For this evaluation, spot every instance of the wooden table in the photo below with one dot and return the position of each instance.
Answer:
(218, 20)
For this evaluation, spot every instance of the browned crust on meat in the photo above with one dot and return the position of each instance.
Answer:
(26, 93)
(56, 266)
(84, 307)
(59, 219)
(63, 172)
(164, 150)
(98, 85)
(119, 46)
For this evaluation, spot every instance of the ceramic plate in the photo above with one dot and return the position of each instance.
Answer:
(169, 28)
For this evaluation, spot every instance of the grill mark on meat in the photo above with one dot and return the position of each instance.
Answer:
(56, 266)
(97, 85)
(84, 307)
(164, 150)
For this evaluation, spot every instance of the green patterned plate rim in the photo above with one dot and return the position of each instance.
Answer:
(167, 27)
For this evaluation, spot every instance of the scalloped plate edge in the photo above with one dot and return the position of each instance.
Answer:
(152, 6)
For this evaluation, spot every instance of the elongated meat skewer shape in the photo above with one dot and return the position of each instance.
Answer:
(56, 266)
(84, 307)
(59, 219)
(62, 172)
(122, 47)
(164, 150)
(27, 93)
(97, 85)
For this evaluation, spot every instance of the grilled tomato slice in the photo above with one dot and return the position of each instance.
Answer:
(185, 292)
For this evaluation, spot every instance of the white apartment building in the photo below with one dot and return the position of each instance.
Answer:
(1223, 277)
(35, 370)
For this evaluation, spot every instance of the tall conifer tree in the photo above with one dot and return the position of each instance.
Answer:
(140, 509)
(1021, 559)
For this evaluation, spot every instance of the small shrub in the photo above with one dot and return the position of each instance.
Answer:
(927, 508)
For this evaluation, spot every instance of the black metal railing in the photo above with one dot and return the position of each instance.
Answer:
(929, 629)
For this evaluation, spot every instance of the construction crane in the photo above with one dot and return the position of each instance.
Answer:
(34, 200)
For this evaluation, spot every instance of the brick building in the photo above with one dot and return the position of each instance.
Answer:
++++++
» What is required
Rewrite as a numbered list every line from the one containing "For this evaluation, spot every instance of the construction" through the end of the listing, both included, and leave out any blank lines.

» Written solution
1. For this evaluation, spot every instance of the construction crane in the photo above with one dot and return the position of each instance.
2. Answer:
3. (34, 200)
4. For this evaluation, spot every instance of the brick building in the photo above with one dot and return the position of each instance.
5. Answer:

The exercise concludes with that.